In how many lines of the records does the word "feeder" appear? Reply with the number and nothing else.

[Dataset records]
____________

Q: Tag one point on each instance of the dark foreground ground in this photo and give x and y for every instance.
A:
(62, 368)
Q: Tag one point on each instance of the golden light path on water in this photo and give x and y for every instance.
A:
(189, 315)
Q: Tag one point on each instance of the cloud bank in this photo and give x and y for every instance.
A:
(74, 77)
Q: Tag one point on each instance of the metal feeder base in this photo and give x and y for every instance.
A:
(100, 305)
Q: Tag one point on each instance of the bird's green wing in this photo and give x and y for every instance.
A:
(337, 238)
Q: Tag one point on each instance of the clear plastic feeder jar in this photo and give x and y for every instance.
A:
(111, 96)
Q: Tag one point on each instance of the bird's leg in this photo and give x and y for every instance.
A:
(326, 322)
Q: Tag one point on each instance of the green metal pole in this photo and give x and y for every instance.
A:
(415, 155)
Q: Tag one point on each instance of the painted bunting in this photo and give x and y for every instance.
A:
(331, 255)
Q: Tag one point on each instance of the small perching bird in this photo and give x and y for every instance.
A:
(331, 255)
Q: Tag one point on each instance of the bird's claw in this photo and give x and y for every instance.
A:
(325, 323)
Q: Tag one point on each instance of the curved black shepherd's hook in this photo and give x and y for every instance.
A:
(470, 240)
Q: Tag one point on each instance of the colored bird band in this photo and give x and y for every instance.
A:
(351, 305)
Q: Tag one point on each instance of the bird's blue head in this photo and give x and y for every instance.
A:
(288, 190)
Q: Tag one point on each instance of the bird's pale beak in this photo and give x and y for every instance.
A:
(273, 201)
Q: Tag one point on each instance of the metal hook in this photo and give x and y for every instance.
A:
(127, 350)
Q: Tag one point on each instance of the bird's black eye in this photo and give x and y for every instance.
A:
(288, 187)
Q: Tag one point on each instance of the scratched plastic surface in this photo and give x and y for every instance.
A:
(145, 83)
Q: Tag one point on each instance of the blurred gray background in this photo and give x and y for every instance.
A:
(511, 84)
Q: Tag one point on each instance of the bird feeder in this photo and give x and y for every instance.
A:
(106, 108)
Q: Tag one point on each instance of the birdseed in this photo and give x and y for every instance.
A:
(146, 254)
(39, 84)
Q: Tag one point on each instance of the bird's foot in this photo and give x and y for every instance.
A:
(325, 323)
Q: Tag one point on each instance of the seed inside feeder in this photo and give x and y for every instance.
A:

____________

● RESULT FOR THIS TASK
4